begin Selected extract

Last–minute actions can minimize your tax bill and help you avoid problems with the IRS.

March 15 is a key date if your business is incorporated. It's the deadline for filing your 2004 corporate income tax return, or requesting a filing extension (assuming you're on a calendar–year reporting basis).

Partnerships, LLCs and their owners as well as sole proprietors on a calendar year, have until April 15 to file their income tax returns for 2004. Whether you work with a tax professional or prepare your own return, you'll want to review certain key items to make sure you're taking full advantage of write–off opportunities while avoiding actions that can trigger an audit.

Check and double-check your return

It's easy to overlook items you intended to report, even if you use a computer to prepare your return. Software and Internet–based tax preparation includes only the information you tell it to. Here are some things to look for:

Take every deduction and credit you're entitled to. Don't overlook new write–off opportunities. For 2004, there is a new deduction for contributions to health savings accounts. Idea: Look over last year's return to jog your memory about deductible expenses you may have overlooked.

Include carryover items. There are several write–offs that you may not be able to claim in full in the current year but can carry forward to future years. Be sure to keep track of these carryover items so that you can claim the allowable portion each year. Carryovers include amortization deductions for start–up and incorporation expenses, home office deductions, net operating losses and certain business tax credits. Weigh your election options. There are a number of write–offs that you can choose how and when to claim. Consider the impact of your decision, not only on the current year but also on future years. Pay particular attention to:

  1. Expensing and bonus depreciation for equipment purchases–whether to claim maximum write–offs this year or simply use depreciation to claim deductions over the property's recovery period (typically five or seven years). To claim expensing, you must elect it. To not use bonus depreciation, you must affirmatively decline it by attaching a statement to your return.
  2. Car expenses–whether to use the IRS standard mileage rate (37¢ per mile for business travel in 2004) or deduct your actual operating expenses for the car. Assuming you have the records to prove your actual expenses, use the method that provides the greater deduction.
  3. Uninsured disaster losses–losses suffered in 2004 can be deducted on your 2004 return or on an amended return for 2003. Claim your loss in the year that you'd enjoy the greater tax benefit.

end Selected extract

* _Job A_: According to the tax-filing tips, why should you look for overlooked items even when a computer prepares your return? Answer in one to three sentences.
* _Job B_: Write out the passage of the tax-filing tips that starts with "1. Expensing and" and goes on through "greater tax benefit.".
* _Job C_: Translate this sentence from the tax-filing tips into Spanish: "Claim your loss in the year that you'd enjoy the greater tax benefit."
The items that follow were taken from a different source than the tax-filing tips.

begin Raw data

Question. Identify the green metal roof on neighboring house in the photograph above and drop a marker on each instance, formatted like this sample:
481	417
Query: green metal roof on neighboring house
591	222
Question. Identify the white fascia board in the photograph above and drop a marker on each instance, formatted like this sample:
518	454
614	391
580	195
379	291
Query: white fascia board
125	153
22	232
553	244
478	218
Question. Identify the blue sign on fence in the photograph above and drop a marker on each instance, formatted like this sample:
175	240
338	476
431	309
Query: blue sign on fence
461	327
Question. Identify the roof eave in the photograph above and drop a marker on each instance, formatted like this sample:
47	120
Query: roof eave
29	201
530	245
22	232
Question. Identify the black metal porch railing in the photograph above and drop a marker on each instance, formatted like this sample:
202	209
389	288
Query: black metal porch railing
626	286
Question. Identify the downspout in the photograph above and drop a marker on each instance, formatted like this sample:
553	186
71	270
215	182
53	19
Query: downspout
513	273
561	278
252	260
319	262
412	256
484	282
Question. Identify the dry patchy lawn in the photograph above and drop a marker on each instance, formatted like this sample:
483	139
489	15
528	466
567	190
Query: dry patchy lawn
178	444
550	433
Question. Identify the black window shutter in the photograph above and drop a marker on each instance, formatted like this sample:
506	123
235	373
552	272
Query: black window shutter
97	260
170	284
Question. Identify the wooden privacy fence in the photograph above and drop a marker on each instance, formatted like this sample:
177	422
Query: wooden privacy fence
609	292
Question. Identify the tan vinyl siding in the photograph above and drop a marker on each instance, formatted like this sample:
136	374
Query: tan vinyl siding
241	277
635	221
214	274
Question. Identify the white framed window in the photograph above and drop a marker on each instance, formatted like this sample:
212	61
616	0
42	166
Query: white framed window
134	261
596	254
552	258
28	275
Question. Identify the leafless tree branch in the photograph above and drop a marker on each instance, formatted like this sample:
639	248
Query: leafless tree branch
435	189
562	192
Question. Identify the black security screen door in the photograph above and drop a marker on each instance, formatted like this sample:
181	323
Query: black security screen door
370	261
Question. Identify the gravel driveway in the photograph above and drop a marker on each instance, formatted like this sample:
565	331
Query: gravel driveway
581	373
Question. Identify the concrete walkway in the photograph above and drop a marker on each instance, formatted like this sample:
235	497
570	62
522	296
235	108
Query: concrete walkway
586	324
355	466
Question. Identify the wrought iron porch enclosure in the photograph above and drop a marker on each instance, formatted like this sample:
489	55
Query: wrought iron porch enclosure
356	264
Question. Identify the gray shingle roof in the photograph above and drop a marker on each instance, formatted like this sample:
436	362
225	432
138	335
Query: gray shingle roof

end Raw data

* _Problem solution A_: Software and Internet-based tax preparation include only the information you tell them to include. Items you meant to report can therefore still be left out.

* _Problem solution B_:
1. Expensing and bonus depreciation for equipment purchases–whether to claim maximum write–offs this year or simply use depreciation to claim deductions over the property's recovery period (typically five or seven years). To claim expensing, you must elect it. To not use bonus depreciation, you must affirmatively decline it by attaching a statement to your return.
  2. Car expenses–whether to use the IRS standard mileage rate (37¢ per mile for business travel in 2004) or deduct your actual operating expenses for the car. Assuming you have the records to prove your actual expenses, use the method that provides the greater deduction.
  3. Uninsured disaster losses–losses suffered in 2004 can be deducted on your 2004 return or on an amended return for 2003. Claim your loss in the year that you'd enjoy the greater tax benefit.

* _Problem solution C_: Reclame su pérdida en el año en que obtendría el mayor beneficio fiscal.